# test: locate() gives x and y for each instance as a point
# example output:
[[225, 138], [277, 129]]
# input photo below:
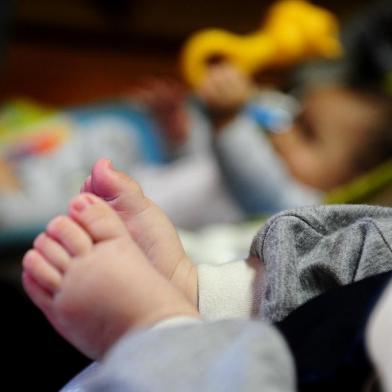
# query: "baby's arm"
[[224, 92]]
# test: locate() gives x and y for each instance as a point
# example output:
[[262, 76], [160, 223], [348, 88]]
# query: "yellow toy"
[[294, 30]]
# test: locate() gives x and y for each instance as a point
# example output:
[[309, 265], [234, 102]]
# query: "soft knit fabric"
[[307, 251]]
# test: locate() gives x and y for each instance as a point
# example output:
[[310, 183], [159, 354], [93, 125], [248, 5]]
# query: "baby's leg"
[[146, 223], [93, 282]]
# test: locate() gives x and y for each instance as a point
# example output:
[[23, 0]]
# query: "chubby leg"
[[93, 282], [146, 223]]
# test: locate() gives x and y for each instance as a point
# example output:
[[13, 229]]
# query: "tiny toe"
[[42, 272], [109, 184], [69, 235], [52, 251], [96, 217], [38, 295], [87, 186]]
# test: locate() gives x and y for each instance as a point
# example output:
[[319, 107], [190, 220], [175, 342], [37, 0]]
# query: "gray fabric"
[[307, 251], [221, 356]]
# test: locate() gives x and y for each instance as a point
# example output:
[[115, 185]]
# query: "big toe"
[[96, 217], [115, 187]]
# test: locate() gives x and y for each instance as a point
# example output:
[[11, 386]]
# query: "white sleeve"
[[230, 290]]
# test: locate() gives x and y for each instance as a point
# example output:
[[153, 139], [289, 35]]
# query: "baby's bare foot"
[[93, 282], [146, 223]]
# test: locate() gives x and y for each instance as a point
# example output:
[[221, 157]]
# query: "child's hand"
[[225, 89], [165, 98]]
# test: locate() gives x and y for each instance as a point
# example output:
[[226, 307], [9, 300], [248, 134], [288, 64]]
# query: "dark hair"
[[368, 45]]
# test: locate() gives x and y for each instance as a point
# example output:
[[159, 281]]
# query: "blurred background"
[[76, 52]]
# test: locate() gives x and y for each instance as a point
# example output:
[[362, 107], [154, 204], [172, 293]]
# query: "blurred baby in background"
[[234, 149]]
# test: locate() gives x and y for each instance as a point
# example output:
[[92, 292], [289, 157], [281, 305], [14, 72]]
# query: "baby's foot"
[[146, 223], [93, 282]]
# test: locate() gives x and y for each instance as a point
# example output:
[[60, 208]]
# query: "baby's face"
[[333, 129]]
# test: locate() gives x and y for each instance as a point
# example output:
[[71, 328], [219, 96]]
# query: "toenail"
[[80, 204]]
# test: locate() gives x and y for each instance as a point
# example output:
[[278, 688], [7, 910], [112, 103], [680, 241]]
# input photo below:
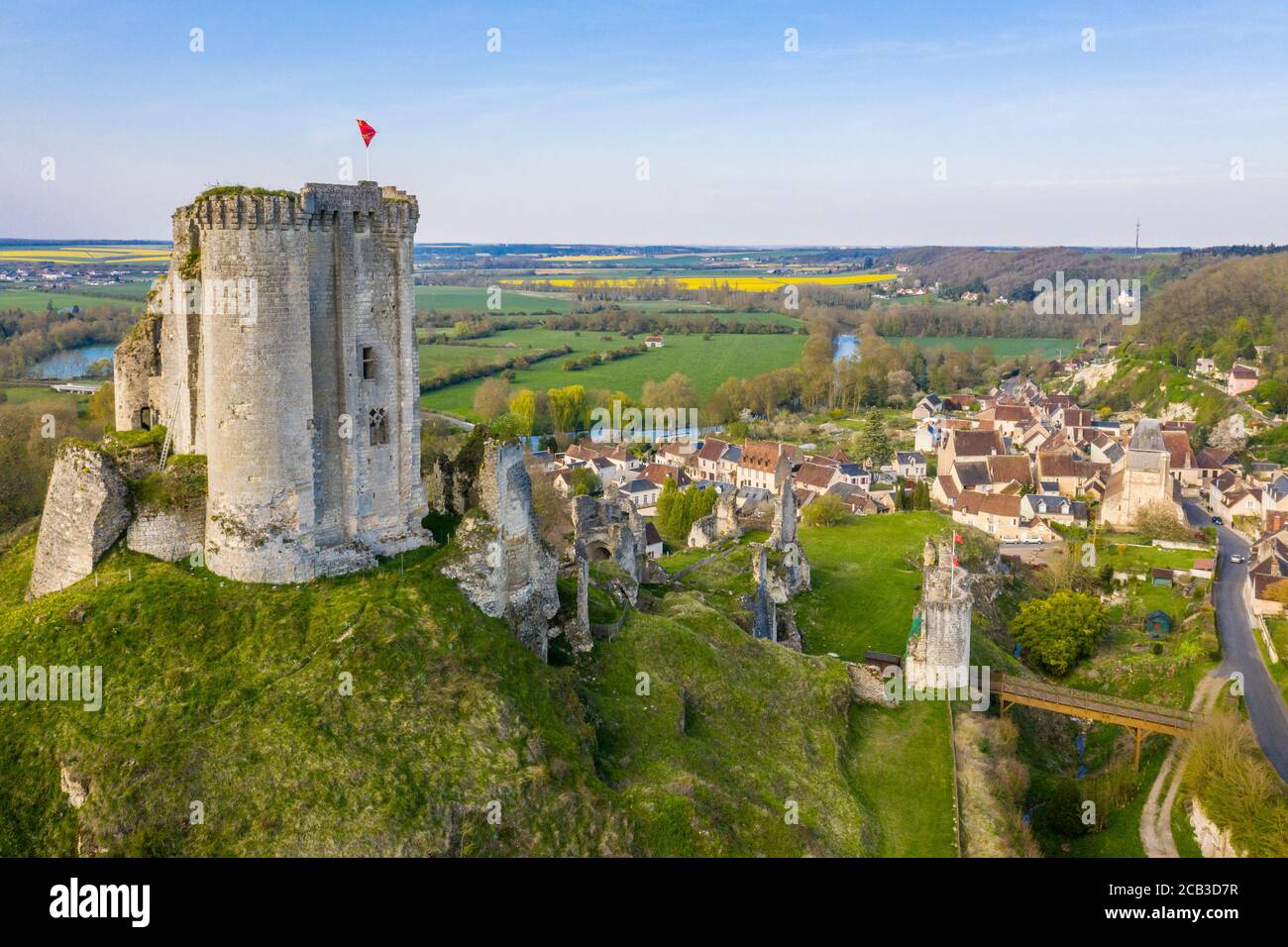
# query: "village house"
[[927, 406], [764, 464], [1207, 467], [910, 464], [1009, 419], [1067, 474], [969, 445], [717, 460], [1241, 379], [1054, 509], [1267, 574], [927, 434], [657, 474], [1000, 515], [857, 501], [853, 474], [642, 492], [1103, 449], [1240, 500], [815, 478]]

---

Соберите из строк выше все, где встречается слово «foot», с учетом регистра.

ГОТОВЫЙ ОТВЕТ>
# query: "baby's bare foot"
# query: "baby's foot"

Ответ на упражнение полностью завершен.